= Selected passage =
Important Dates in Human Sexuality

What is Sex?

  • People define sex very differently.

Important Dates in the History of Human Sexuality

  • Focus on Western civilization's study of sexuality.

1859: Charles Darwin

  • Published The Origin of Species.

  • Affected how sexuality was viewed.

  • Westerners believed their sexuality indicated they were more evolved.

  • Missionary Myth:

    • Missionaries reported that societies in "third world countries" were more promiscuous.

    • Missionaries aimed to help these societies become more evolved sexually.

    • Led to the term "missionary position".

1886: Richard von Kraft-Ebing

  • German neurologist and psychiatrist.

  • Published Psychopathia Sexualis.

  • Portrayed various forms of sexual behavior and arousal as disgusting and pathological.

  • Four categories of sexual deviations:

    • Sadism: Deriving sexual pleasure from inflicting pain or humiliation on others.

    • Masochism: Deriving sexual pleasure from having pain or humiliation inflicted upon oneself.

= Material supplied =
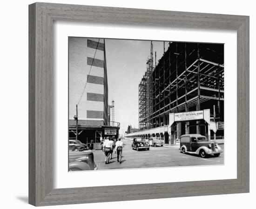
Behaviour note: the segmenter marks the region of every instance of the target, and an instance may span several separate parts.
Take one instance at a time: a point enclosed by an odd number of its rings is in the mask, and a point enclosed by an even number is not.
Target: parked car
[[[133,139],[132,148],[133,150],[135,149],[137,151],[140,150],[149,150],[149,143],[144,138],[135,138]]]
[[[68,140],[68,150],[69,151],[83,151],[87,150],[86,144],[75,139]]]
[[[148,141],[149,142],[149,144],[151,146],[154,146],[154,147],[156,147],[157,146],[161,146],[162,147],[164,144],[163,140],[159,139],[159,138],[149,138],[148,139]]]
[[[68,170],[96,170],[98,166],[94,162],[94,154],[89,151],[69,151]]]
[[[209,155],[217,157],[223,152],[216,142],[209,141],[204,136],[200,134],[182,135],[180,150],[182,153],[196,154],[202,157],[205,157]]]

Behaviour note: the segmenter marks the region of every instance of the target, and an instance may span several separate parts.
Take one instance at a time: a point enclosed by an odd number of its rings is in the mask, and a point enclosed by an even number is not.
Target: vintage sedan
[[[68,140],[68,150],[69,151],[83,151],[87,150],[86,144],[75,139]]]
[[[144,138],[135,138],[133,139],[132,149],[135,149],[137,151],[141,150],[149,150],[149,143]]]
[[[156,147],[157,146],[162,147],[164,144],[163,140],[160,140],[159,138],[157,137],[149,138],[148,139],[148,141],[149,142],[149,144],[154,147]]]
[[[196,154],[202,157],[208,155],[219,157],[223,150],[215,142],[200,134],[185,134],[181,137],[180,150],[182,153]]]
[[[68,170],[96,170],[97,165],[94,162],[94,154],[89,151],[82,152],[69,151]]]

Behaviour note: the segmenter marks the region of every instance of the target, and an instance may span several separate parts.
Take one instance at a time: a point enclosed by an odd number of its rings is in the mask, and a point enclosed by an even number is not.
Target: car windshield
[[[208,141],[208,139],[206,137],[198,137],[197,140],[198,142],[207,142]]]
[[[77,144],[82,144],[82,143],[79,140],[74,140],[74,142]]]

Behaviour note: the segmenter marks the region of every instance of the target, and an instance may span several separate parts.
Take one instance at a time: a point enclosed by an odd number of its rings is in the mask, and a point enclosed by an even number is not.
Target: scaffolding
[[[139,128],[152,128],[148,120],[152,114],[152,72],[153,71],[153,43],[151,42],[150,56],[146,61],[147,70],[139,85]]]
[[[148,99],[143,95],[148,91],[148,68],[139,85],[140,129],[168,124],[170,113],[204,109],[210,109],[212,116],[215,112],[216,121],[224,121],[223,54],[223,44],[169,42],[157,65],[152,68],[149,115]],[[145,84],[146,90],[142,88]],[[195,126],[200,129],[200,124]]]

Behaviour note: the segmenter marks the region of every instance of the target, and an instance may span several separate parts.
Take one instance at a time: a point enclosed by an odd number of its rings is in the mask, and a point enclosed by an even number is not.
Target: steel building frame
[[[171,112],[207,108],[211,116],[216,113],[215,119],[223,121],[223,44],[169,42],[152,72],[152,114],[147,117],[141,114],[140,130],[168,124]],[[147,82],[145,77],[139,86]],[[139,91],[141,113],[144,111],[141,105],[145,102],[144,92]],[[197,126],[200,129],[200,124]]]

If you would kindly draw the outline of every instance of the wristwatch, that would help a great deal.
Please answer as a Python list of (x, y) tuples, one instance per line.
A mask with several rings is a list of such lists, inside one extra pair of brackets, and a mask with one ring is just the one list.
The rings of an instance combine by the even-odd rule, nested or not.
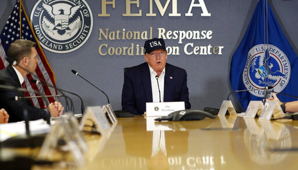
[(281, 109), (283, 109), (283, 111), (285, 112), (285, 103), (286, 103), (284, 102), (281, 105), (280, 105), (280, 107), (281, 107)]

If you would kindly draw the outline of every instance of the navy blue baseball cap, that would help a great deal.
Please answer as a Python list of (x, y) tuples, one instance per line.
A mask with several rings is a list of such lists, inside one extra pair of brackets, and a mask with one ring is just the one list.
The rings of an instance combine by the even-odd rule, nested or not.
[(145, 42), (145, 44), (144, 44), (144, 52), (145, 54), (149, 54), (155, 50), (159, 49), (166, 50), (164, 41), (162, 38), (153, 38)]

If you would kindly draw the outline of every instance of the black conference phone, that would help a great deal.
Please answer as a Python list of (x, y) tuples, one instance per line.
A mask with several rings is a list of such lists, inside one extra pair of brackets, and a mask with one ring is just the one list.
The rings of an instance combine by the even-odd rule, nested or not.
[(174, 112), (167, 116), (156, 118), (154, 120), (158, 121), (195, 120), (202, 120), (206, 117), (211, 119), (215, 119), (215, 118), (214, 115), (206, 112), (198, 110), (188, 109)]

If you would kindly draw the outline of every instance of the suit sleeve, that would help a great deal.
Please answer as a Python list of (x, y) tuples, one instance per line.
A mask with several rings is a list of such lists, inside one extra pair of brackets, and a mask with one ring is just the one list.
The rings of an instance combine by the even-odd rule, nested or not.
[(183, 78), (181, 86), (180, 100), (184, 101), (185, 109), (190, 109), (191, 106), (188, 97), (189, 94), (187, 86), (187, 74), (185, 70), (184, 70), (183, 71)]
[(127, 70), (124, 73), (124, 82), (122, 89), (121, 105), (122, 110), (136, 115), (138, 113), (134, 101), (132, 77), (129, 70)]
[[(1, 83), (1, 84), (3, 84)], [(6, 85), (15, 86), (13, 84), (4, 83)], [(0, 91), (1, 106), (5, 108), (10, 115), (10, 120), (18, 121), (24, 120), (24, 110), (27, 110), (30, 120), (43, 118), (46, 119), (50, 115), (44, 109), (35, 107), (29, 101), (21, 99), (17, 101), (13, 100), (15, 96), (23, 97), (22, 92), (13, 90), (2, 89)]]

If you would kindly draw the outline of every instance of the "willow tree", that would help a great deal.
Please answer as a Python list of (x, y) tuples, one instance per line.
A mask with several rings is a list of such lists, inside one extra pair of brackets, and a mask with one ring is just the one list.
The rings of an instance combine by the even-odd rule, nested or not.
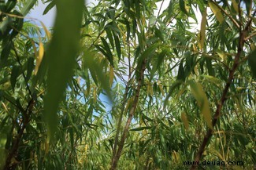
[(253, 1), (48, 1), (53, 38), (22, 24), (35, 2), (1, 9), (1, 165), (254, 167)]

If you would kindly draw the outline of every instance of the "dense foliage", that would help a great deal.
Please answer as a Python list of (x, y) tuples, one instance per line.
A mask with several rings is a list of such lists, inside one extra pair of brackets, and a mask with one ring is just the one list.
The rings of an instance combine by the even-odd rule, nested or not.
[(0, 1), (1, 169), (255, 168), (255, 2), (43, 2)]

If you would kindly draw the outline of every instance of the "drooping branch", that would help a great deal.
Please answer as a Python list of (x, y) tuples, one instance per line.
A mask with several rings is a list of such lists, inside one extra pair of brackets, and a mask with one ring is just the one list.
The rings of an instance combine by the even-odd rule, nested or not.
[[(255, 13), (253, 14), (253, 16), (255, 15)], [(227, 99), (227, 94), (228, 94), (229, 87), (234, 79), (234, 74), (240, 63), (239, 60), (241, 58), (241, 54), (243, 52), (244, 43), (246, 42), (245, 37), (247, 35), (247, 33), (249, 31), (250, 24), (251, 24), (251, 19), (247, 23), (243, 31), (241, 31), (241, 30), (239, 31), (239, 44), (238, 44), (238, 48), (237, 48), (237, 52), (235, 56), (233, 66), (232, 66), (232, 69), (229, 71), (228, 78), (226, 81), (224, 89), (222, 91), (222, 95), (221, 95), (221, 99), (219, 100), (218, 103), (217, 104), (217, 109), (215, 110), (213, 119), (212, 121), (212, 125), (213, 125), (213, 128), (216, 125), (219, 118), (221, 117), (222, 107), (224, 105), (224, 101)], [(213, 136), (213, 131), (211, 128), (209, 128), (207, 130), (207, 132), (205, 135), (202, 143), (199, 147), (199, 150), (197, 153), (197, 154), (195, 155), (195, 157), (194, 159), (195, 162), (198, 162), (200, 161), (202, 153), (203, 153), (205, 148), (207, 146), (211, 136)], [(193, 164), (193, 165), (191, 168), (191, 170), (195, 170), (197, 168), (197, 167), (198, 167), (198, 164)]]
[(123, 148), (124, 146), (124, 142), (125, 142), (125, 139), (127, 137), (129, 126), (130, 126), (132, 117), (136, 110), (136, 107), (137, 107), (138, 102), (139, 102), (139, 92), (140, 92), (140, 89), (141, 89), (141, 86), (142, 86), (143, 80), (144, 71), (146, 68), (146, 63), (147, 63), (147, 60), (144, 59), (143, 61), (143, 63), (142, 63), (142, 67), (139, 71), (139, 77), (138, 85), (137, 85), (137, 88), (136, 88), (135, 93), (135, 99), (133, 101), (133, 104), (132, 106), (132, 108), (129, 110), (128, 118), (126, 121), (126, 124), (125, 124), (123, 133), (122, 133), (121, 139), (118, 145), (117, 152), (115, 154), (115, 156), (113, 157), (110, 170), (117, 169), (117, 163), (118, 163), (118, 161), (120, 159), (121, 154), (122, 153), (122, 150), (123, 150)]
[(17, 135), (13, 143), (12, 149), (9, 152), (8, 156), (6, 157), (6, 165), (3, 168), (3, 169), (5, 170), (14, 169), (17, 165), (17, 163), (15, 164), (12, 163), (12, 159), (15, 157), (16, 155), (17, 154), (17, 150), (19, 148), (20, 140), (22, 139), (24, 132), (30, 121), (30, 116), (32, 113), (34, 104), (35, 104), (35, 100), (32, 99), (29, 101), (26, 110), (24, 111), (22, 111), (23, 119), (22, 119), (22, 122), (20, 123), (20, 128), (19, 129), (18, 134)]

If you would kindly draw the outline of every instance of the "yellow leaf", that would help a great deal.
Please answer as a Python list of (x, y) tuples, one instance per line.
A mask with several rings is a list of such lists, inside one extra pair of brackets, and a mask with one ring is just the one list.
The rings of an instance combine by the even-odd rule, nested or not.
[(110, 69), (109, 69), (109, 85), (110, 85), (110, 87), (112, 86), (113, 85), (113, 68), (112, 66), (110, 66)]
[(189, 128), (189, 124), (188, 124), (187, 117), (187, 114), (185, 112), (181, 113), (181, 121), (184, 124), (186, 130), (187, 130)]
[(200, 108), (201, 113), (206, 122), (206, 125), (211, 129), (213, 129), (212, 125), (212, 115), (210, 109), (209, 101), (205, 92), (202, 89), (202, 86), (198, 82), (190, 81), (190, 87), (192, 91), (192, 94), (195, 98), (198, 105)]
[(202, 15), (202, 21), (201, 21), (201, 30), (200, 30), (200, 41), (199, 41), (199, 49), (202, 50), (203, 45), (206, 38), (206, 24), (207, 24), (207, 8), (205, 9), (204, 12)]
[(218, 8), (217, 5), (215, 5), (213, 2), (208, 1), (209, 2), (209, 6), (210, 8), (210, 9), (213, 11), (213, 13), (214, 13), (217, 20), (221, 24), (224, 21), (224, 17), (223, 15), (220, 10), (220, 9)]
[(36, 74), (37, 74), (37, 72), (39, 71), (39, 66), (40, 66), (42, 60), (43, 60), (43, 53), (44, 53), (43, 45), (42, 42), (40, 41), (39, 56), (36, 57), (36, 63), (35, 63), (35, 75), (36, 75)]

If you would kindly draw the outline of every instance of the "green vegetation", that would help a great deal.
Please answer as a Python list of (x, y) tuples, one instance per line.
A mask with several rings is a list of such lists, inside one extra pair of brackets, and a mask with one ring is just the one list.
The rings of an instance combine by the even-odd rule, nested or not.
[(0, 169), (255, 168), (255, 2), (166, 2), (0, 1)]

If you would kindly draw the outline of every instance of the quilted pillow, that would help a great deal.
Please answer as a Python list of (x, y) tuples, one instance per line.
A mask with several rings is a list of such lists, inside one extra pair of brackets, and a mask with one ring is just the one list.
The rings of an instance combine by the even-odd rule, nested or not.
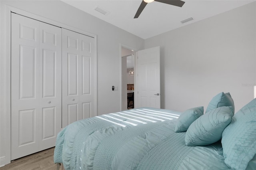
[(235, 105), (229, 93), (224, 93), (221, 92), (213, 97), (208, 105), (206, 113), (222, 106), (232, 106), (233, 107), (233, 112), (234, 112)]
[(178, 119), (174, 131), (180, 132), (186, 131), (193, 122), (203, 114), (203, 106), (187, 110), (183, 112)]
[(246, 169), (256, 154), (256, 99), (235, 114), (221, 143), (225, 163), (232, 169)]
[(201, 116), (190, 126), (185, 136), (186, 146), (203, 146), (221, 138), (222, 132), (234, 115), (231, 107), (212, 110)]

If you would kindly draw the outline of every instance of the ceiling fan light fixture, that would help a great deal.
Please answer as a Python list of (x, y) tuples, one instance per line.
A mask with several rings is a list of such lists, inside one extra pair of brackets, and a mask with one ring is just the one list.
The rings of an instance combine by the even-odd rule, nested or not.
[(143, 0), (145, 2), (150, 3), (150, 2), (152, 2), (153, 1), (154, 1), (155, 0)]

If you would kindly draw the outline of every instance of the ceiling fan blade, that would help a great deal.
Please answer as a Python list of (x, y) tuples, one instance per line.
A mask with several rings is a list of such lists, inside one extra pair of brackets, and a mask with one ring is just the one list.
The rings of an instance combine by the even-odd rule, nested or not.
[(139, 16), (140, 16), (140, 13), (141, 13), (143, 10), (143, 9), (147, 5), (147, 4), (148, 4), (147, 2), (145, 2), (144, 0), (142, 0), (142, 2), (141, 2), (141, 4), (140, 4), (140, 5), (139, 7), (139, 8), (138, 9), (137, 12), (136, 12), (136, 14), (135, 14), (134, 18), (138, 18)]
[(172, 5), (180, 7), (182, 6), (183, 4), (185, 4), (184, 2), (180, 0), (155, 0), (155, 1)]

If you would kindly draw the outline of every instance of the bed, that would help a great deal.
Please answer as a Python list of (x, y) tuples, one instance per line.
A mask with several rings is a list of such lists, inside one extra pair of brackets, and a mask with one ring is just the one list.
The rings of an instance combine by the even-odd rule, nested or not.
[[(256, 111), (256, 101), (252, 102), (255, 108), (254, 111)], [(196, 122), (199, 119), (203, 124), (205, 123), (205, 119), (203, 119), (205, 117), (202, 116), (209, 115), (214, 117), (214, 115), (218, 115), (218, 116), (220, 115), (220, 113), (226, 109), (224, 111), (227, 110), (228, 113), (225, 117), (228, 117), (228, 119), (230, 119), (230, 121), (228, 123), (229, 121), (225, 121), (227, 125), (224, 125), (225, 127), (222, 127), (223, 130), (221, 130), (220, 138), (223, 138), (223, 131), (232, 124), (230, 122), (236, 121), (234, 120), (234, 116), (230, 113), (234, 112), (233, 103), (233, 106), (230, 106), (232, 105), (226, 102), (224, 105), (230, 106), (223, 106), (219, 102), (217, 104), (219, 107), (216, 107), (214, 105), (210, 105), (210, 102), (206, 109), (208, 112), (204, 114), (203, 110), (201, 113), (202, 107), (188, 109), (183, 113), (168, 109), (144, 107), (82, 120), (68, 126), (58, 134), (54, 162), (62, 163), (66, 170), (256, 169), (256, 128), (251, 128), (254, 129), (254, 131), (251, 130), (252, 133), (250, 134), (250, 136), (255, 135), (252, 139), (248, 139), (250, 141), (248, 148), (243, 146), (242, 152), (246, 151), (248, 158), (244, 159), (242, 156), (243, 158), (242, 163), (240, 161), (238, 165), (232, 162), (230, 166), (228, 162), (230, 149), (228, 148), (227, 153), (224, 153), (222, 145), (225, 146), (226, 144), (222, 144), (222, 141), (217, 136), (220, 134), (216, 132), (214, 132), (214, 134), (210, 140), (216, 138), (210, 144), (206, 142), (206, 144), (204, 144), (202, 141), (199, 142), (199, 144), (187, 142), (188, 138), (193, 138), (193, 135), (192, 137), (189, 136), (189, 132), (193, 133), (194, 130), (194, 132), (198, 133), (202, 131), (192, 128), (193, 125), (196, 128), (198, 123)], [(211, 107), (216, 108), (207, 111)], [(218, 111), (214, 111), (218, 108)], [(251, 111), (252, 108), (249, 110)], [(192, 113), (190, 114), (191, 116), (187, 116), (189, 112)], [(228, 114), (231, 115), (227, 116)], [(255, 119), (252, 115), (254, 114), (250, 114), (251, 120), (252, 117), (253, 119)], [(186, 119), (186, 122), (182, 121), (182, 119), (184, 121)], [(255, 121), (254, 127), (256, 126), (256, 119)], [(190, 121), (191, 123), (188, 123)], [(232, 123), (234, 123), (233, 122)], [(186, 123), (188, 125), (185, 125)], [(210, 123), (212, 124), (212, 122)], [(181, 125), (179, 128), (177, 128), (178, 125)], [(219, 127), (220, 124), (218, 126)], [(207, 125), (203, 127), (207, 128)], [(212, 128), (210, 127), (210, 130), (206, 133), (208, 132), (210, 135), (213, 133), (212, 131), (210, 132)], [(185, 130), (183, 131), (184, 128)], [(232, 130), (228, 130), (226, 132), (228, 134), (236, 133)], [(180, 132), (176, 132), (178, 131)], [(202, 133), (204, 135), (205, 133), (205, 131)], [(198, 143), (196, 140), (200, 138), (197, 136), (195, 140), (194, 138), (192, 140)], [(206, 142), (204, 139), (200, 139), (203, 143)], [(236, 140), (238, 140), (237, 139)], [(231, 143), (229, 144), (232, 145)], [(241, 153), (230, 154), (232, 156), (235, 156), (236, 154), (242, 155)], [(225, 161), (226, 160), (228, 161)]]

= Exercises =
• a. According to the outline on important dates in human sexuality, what did Richard von Kraft-Ebing publish?
• b. Pick up the outline on important dates in human sexuality after its final line and continue it.
The entries are not needed for the work that comes next.

= Solved problems =
• a. Psychopathia Sexualis.

• b.
    • Fetishism: Sexual arousal derived from engaging with objects or parts of the body not typically associated with sex (e.g., shoe fetish).

    • Homosexuality.

  • Claimed masturbation was the cause of all these deviations.

1896: Henry Havelock Ellis

  • Published Studies in the Psychology of Sex.

  • Played a major role in changing attitudes towards sex at the end of the Victorian era.

  • Suggested sex may actually be normal.

  • Victorian Era:

    • Time of prudishness regarding sex, associated with Queen Victoria (19th century).

    • Women wore dresses covering from chin to floor.

    • Tablecloths reached the floor to cover table legs and prevent sexual arousal.

  • Ellis's views were radical for the time.

  • Stated masturbation was a common practice in males and females of all ages.

  • Proposed that sexual orientation exists on a continuum, not as absolutes.

1905: Sigmund Freud

  • Wrote Three Essays on Sexuality.

  • Shift in thinking: Sex is not only normal but is central to personality development.

  • Freud's ideas were not well-received at the time.

1906: Iwan Bloch

  • Coined the term "sexual science".

  • Shift from viewing sex as pathological to viewing it as a subject worthy of scientific discovery.

Margaret Sanger

  • Played a significant role in birth control access for Americans.

  • Opened the first birth control clinic and was arrested.

  • Considered a pornographer for mailing information about birth control due to Comstock laws.

  • Controversial figure:

    • Celebrated for fighting for women's access to birth control and seen as the founder of Planned Parenthood.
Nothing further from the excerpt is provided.